======== SUPPLIED MATERIAL
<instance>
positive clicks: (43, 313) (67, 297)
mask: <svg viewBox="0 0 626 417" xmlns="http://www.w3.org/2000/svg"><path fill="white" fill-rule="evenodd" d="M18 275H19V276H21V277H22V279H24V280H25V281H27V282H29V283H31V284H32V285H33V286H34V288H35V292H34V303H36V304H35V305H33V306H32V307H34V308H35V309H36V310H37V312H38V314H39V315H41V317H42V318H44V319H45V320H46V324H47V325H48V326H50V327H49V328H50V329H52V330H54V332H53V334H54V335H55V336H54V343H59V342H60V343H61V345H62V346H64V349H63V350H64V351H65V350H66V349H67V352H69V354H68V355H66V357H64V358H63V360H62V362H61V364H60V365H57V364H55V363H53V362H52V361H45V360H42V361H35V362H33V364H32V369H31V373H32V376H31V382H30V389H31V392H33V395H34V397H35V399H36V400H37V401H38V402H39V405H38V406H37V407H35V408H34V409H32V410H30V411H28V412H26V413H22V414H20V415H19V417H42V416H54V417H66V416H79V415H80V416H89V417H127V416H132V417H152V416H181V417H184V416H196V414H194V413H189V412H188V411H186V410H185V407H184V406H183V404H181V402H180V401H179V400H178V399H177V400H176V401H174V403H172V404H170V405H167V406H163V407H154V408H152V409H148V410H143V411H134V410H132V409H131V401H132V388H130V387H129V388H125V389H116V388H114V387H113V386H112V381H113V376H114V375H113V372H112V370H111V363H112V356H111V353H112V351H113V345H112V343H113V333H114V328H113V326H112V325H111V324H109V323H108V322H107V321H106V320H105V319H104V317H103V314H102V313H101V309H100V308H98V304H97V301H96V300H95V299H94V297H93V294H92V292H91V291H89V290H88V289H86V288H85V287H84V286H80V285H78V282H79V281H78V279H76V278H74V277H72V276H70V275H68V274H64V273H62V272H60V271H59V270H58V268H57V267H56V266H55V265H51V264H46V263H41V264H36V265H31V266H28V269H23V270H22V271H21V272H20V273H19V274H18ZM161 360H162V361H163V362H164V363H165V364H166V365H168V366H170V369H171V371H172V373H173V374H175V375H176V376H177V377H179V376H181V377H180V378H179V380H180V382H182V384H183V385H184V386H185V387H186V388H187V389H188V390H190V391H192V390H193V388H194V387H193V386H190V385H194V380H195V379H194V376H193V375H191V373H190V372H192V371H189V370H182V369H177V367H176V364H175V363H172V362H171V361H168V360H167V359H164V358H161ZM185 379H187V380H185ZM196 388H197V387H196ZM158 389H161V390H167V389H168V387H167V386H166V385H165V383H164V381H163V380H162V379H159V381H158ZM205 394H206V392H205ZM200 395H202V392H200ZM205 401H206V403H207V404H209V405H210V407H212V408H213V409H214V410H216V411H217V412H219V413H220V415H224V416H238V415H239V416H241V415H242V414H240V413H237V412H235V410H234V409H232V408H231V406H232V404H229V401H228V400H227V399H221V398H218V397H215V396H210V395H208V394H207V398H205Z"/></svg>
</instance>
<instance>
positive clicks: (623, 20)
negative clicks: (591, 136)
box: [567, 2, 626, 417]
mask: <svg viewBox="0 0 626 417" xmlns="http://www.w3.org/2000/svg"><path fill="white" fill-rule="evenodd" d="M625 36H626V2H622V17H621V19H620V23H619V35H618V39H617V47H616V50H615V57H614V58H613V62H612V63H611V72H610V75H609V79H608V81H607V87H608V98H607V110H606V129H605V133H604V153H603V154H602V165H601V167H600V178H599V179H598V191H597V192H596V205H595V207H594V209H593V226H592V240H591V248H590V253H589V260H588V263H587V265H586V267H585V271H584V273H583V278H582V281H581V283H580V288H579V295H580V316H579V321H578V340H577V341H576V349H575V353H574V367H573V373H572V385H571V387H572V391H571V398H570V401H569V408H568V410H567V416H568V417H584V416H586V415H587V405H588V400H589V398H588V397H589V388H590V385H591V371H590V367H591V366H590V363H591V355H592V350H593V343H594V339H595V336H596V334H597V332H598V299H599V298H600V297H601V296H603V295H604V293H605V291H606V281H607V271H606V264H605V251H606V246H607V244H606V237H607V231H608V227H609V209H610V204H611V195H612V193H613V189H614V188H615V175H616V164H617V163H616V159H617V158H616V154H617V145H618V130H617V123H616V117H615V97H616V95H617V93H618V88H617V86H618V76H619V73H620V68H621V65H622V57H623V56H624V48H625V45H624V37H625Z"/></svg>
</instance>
================
• YOUR TASK: Show every line above that contains the string "positive", treating uppercase and lowercase letters as different.

• ANSWER BOX:
positive clicks: (43, 313) (67, 297)
positive clicks: (623, 20)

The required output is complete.